- _REQUIREMENT_
Decide whether each statement agrees with the news report on the Sturgeon ethics inquiry: 1. Elish Angiolini will carry out the inquiry together with James Hamilton. 2. Hamilton's inquiry is one of five ongoing investigations into the issue. 3. The inquiry will examine whether the complaints against Alex Salmond are true. Answer yes or no for each, quoting the words of the report that decide it.

Ex-Irish DPP to investigate alleged ethics breach by Nicola Sturgeon

James Hamilton now works as independent advisor to Scottish Government

Scottish first minister Nicola Sturgeon denies breaching the ministerial code. File photograph: Andy Buchanan/AFP

Ireland's former Director of Public Prosecutions James Hamilton is to investigate an alleged breach of ethics by Scottish first minister Nicola Sturgeon.

Ms Sturgeon is alleged to have met improperly with her party colleague and former first minister Alex Salmond while he was under investigation for alleged sexual harassment.

She has now yielded to opposition demands that she refer herself to an independent ethics inquiry about her involvement in the sexual harassment investigation.

Mr Hamilton, as an advisor to the Scottish government on its ministerial code, will inquire into the matter alone after another advisor, Elish Angiolini, withdrew due to a possible conflict of interest.


Scottish political observers believe Ms Sturgeon’s position could be become untenable if Mr Hamilton’s findings go against her.

"If there's any suggestion she was trying to cover up a sexual harassment complaint against her predecessor that would obviously be very serious. It's already causing her a great deal of difficulty," David Clegg, political editor with the Scottish Daily Record told The Irish Times.

Mr Hamilton’s inquiry is one of five ongoing investigations into the issue. It will not examine the veracity of the complaints against Mr Salmond, only the actions of Ms Sturgeon when she met with him.

- _SOURCE MATERIAL_
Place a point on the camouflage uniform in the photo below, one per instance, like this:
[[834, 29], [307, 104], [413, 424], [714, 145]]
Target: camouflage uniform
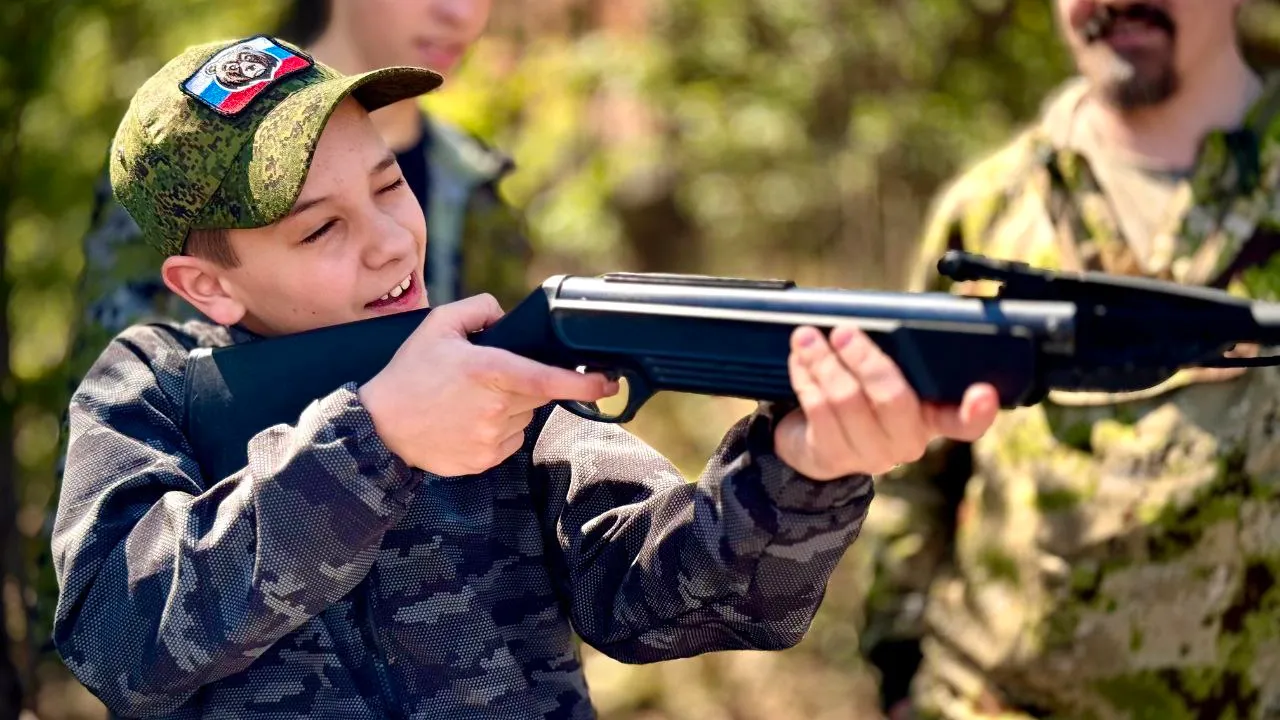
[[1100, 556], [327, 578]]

- _EXERCISE RESULT_
1. No: "will inquire into the matter alone after another advisor, Elish Angiolini, withdrew due to a possible conflict of interest."
2. Yes: "Mr Hamilton’s inquiry is one of five ongoing investigations into the issue."
3. No: "It will not examine the veracity of the complaints against Mr Salmond, only the actions of Ms Sturgeon when she met with him."